■ **WHAT THE TASK REQUIRES**:
Which lines of the records below contain the string "Point" with matching capitalization? Copy out each of those lines.

Data entries

____________________

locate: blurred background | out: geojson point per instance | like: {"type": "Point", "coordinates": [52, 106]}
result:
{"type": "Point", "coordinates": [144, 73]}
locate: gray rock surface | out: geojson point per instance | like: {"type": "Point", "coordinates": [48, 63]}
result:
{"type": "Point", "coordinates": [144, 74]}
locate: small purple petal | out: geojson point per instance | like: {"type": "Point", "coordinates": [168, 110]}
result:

____________________

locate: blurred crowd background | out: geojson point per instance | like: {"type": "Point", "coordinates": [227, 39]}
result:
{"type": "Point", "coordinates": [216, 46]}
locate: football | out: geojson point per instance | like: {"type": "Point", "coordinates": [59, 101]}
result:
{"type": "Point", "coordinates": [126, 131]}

____________________

■ **SOLUTION FOR THIS TASK**:
locate: blurred background | out: geojson point per instance | like: {"type": "Point", "coordinates": [52, 106]}
{"type": "Point", "coordinates": [144, 73]}
locate: gray rock surface | out: geojson point per instance | like: {"type": "Point", "coordinates": [48, 63]}
{"type": "Point", "coordinates": [144, 74]}
locate: small purple petal | out: geojson point per instance | like: {"type": "Point", "coordinates": [168, 110]}
locate: blurred crowd background | out: geojson point per instance | like: {"type": "Point", "coordinates": [227, 39]}
{"type": "Point", "coordinates": [216, 46]}
locate: football | out: geojson point per instance | like: {"type": "Point", "coordinates": [59, 101]}
{"type": "Point", "coordinates": [126, 131]}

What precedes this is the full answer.